→ **List of tasks**
[1] In the essay on beauty standards and pigmented skin, who declared Kodak film racist in 1978?
[2] Pick up the essay on beauty standards and pigmented skin after its final sentence and write what comes next.

→ **Selected extract**
- Opening Delimiter -
How I found myself at a beauty event and found beauty in myself

How I found myself at a beauty event and found beauty in myself

"Despite being a humble aging surgeon in a room of people for whom beauty is their career, it was a make-up class exclusively for women of colour that finally made me feel beautiful."
beauty standards

I have always felt that I don’t meet the beauty standards set for women. So, it was a surprise when I recently found myself in a room full of female actors and models and yet, felt beautiful for the first time.

As a woman with pigmented skin, my earliest memory of beauty and make-up was standing before a wall of products at K-mart with my mother. Her make-up regime was talcum powder and kohl around her eyes. But my lead role as the ‘mother’ in a grade three class play about dental hygiene required me to look like an older woman and not an eight-year-old. And of course my vision for a ‘mother’ was not her, but rather my friends’ mothers – blue eyeshadow, pink cheeks and red lips (it was the 1980s).

As a child with my mother, we would peer at the myriad products, carefully trying the testers on our hands. The blue eyeshadow was so pale you could hardly see it, the blush clownishly pink. No foundation or powder was the right match, and my mother baulked at the cost of buying several to mix (a strategy I would resort to later). And so we bought a red lipstick and that was that.

Later, I learned to do my own make-up. The other girls at school went to Myer before our formals, but the artists didn’t seem to have the right colours for me. My hunch was proven when the other pigmented girls came back looking washed out and flat, as if they were wearing a plastic mask. In the absence of suitable modern products, for years I took after my mother and only applied kohl around my eyes.

Yet, despite good skin and a million instructional videos, I always hated how I looked in photographs. The girls around me popped, but I looked strange. The contrast between my skin and hair subtly-wrong. My skin colour always too muddy or too grey. After trying to learn how cameras work in case the problem was with the photography, I came to console myself that I looked no different on film to the rare pigmented woman in the glossy magazines, or snapped walking into the Oscars, all white eyes and teeth and indistinct features smooshed in between.

In a world of beauty standards valourising pale skin and blue eyes, light hair and sharp features, it felt impossible to make myself ‘beautiful’. And while I’m now old enough to see value in talents beyond physical beauty, as a young woman, I was despondent. There aren’t many photos of me in my twenties because by then, I refused to have my photo taken at all.

In recent years, I’ve learned that the odds were stacked against me — not just in terms of social standards but also because the tools available to those with pigmented skin actively sabotage. Shirley cards, provided by Kodak Eastman to photo labs around the world so that film would be developed to the right balance of colour, shadow and light featured only white models labelled ‘normal’. In 1978, the filmmaker Jean-Luc Godard declared Kodak film to be racist, and refused to use it to shoot in Mozambique. Since then, pigmented models were photographed for Shirley cards, and in the digital age there is a greater ability to manipulate images to get the correct balance of colour.
- Closing Delimiter -
→ **Data shown**
- Opening Delimiter -
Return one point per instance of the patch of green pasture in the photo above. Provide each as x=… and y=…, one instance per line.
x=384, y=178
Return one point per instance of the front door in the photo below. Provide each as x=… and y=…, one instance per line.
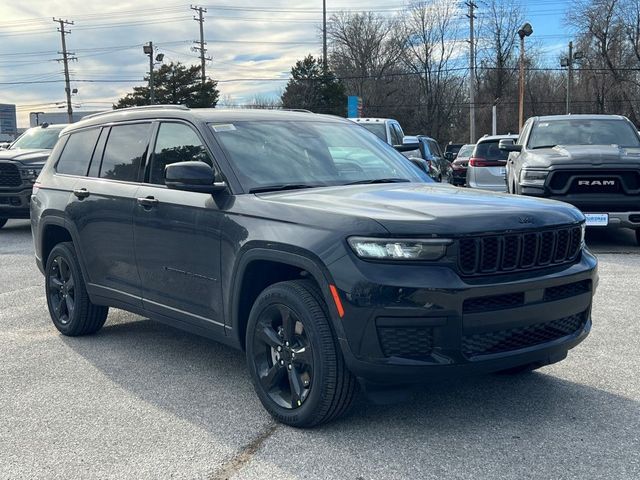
x=177, y=237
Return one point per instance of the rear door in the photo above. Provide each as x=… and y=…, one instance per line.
x=177, y=236
x=101, y=211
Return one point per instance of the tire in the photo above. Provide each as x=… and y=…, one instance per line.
x=71, y=311
x=289, y=319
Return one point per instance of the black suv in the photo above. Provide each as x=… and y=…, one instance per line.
x=590, y=161
x=311, y=245
x=20, y=165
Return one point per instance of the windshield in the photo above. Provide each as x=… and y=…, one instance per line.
x=37, y=138
x=465, y=151
x=583, y=132
x=378, y=129
x=307, y=154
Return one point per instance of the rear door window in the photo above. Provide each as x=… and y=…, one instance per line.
x=176, y=142
x=125, y=152
x=77, y=153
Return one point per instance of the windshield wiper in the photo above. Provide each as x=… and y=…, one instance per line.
x=283, y=186
x=542, y=146
x=378, y=180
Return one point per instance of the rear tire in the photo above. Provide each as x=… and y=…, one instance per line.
x=71, y=311
x=294, y=360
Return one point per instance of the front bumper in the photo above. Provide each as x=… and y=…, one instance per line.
x=408, y=324
x=14, y=203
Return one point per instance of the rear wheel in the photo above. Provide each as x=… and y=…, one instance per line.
x=293, y=358
x=71, y=310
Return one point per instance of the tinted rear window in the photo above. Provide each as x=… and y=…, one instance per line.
x=77, y=152
x=125, y=150
x=489, y=151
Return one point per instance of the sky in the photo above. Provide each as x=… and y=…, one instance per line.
x=252, y=45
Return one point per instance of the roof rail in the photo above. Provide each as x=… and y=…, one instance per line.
x=142, y=107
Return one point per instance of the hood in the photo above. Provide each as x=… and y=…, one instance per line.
x=25, y=156
x=428, y=209
x=576, y=154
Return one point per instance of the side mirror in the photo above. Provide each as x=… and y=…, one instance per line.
x=420, y=163
x=508, y=145
x=192, y=177
x=407, y=147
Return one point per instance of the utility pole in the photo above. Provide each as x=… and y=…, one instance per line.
x=66, y=57
x=202, y=49
x=148, y=49
x=472, y=73
x=324, y=32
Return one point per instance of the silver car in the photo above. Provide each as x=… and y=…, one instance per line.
x=487, y=165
- Closing Delimiter -
→ **Answers in order**
[1] Jean-Luc Godard

[2]
But even now, photographing a racially mixed group of people discriminates because most often the calibration is set to favour those with paler skin. Combine that with a poor selection of products and we often look red, blue, grey, and indistinct.

Make-up choices are finally improving overseas, but the penetration of products into the Australian market is bleak and often feels tokenistic — like an after-thought of a few stray shades of foundation and powder.

Even the Crayola Colours of The World series of crayons and pencils for children to colour diverse skin shades has more tones than some make-up brands. I spend just as long staring at shelves now, trying to figure out which product is not too red but not too light, just golden enough.

So, despite being a humble aging surgeon in a room of people for whom beauty is their career, it was a make-up class exclusively for women of colour that finally made me feel beautiful.

Dr Neela
The author, Dr Neela Janakiramanan

Run by Hilary Holmes, founder of Holme beauty, to celebrate the launch of her new primer for pigmented skin, I learned for the first time the myriad ways that the products and techniques previously sold to me actually fail those of my colouring. But what was most incredible to this interloper into the beauty world was hearing just how deeply actors and models of colour are treated differently, tokenistically and without genuine inclusion, despite people with pigmented skin being the global majority. Also incredible was hearing how rare and empowering it was for them to attend a beauty event just for women of colour, hosted by a female make-up artist with expertise in aesthetic and structural issues, and committed to creating high-quality colour-inclusive products, even though this is higher risk and higher cost in the smaller Australian market.

I might be a bit better at my own make-up now (and having some fabulous product helps), but more importantly, I’ll now look at photographs and TV/cinema differently too. If the women of colour don’t seem as beautiful, it’s not because they aren’t, but because the whole industry is not really set up to let us shine in the same way. And whether or not we think make-up and beauty is important, necessary, or feminist, that it is still discriminatory.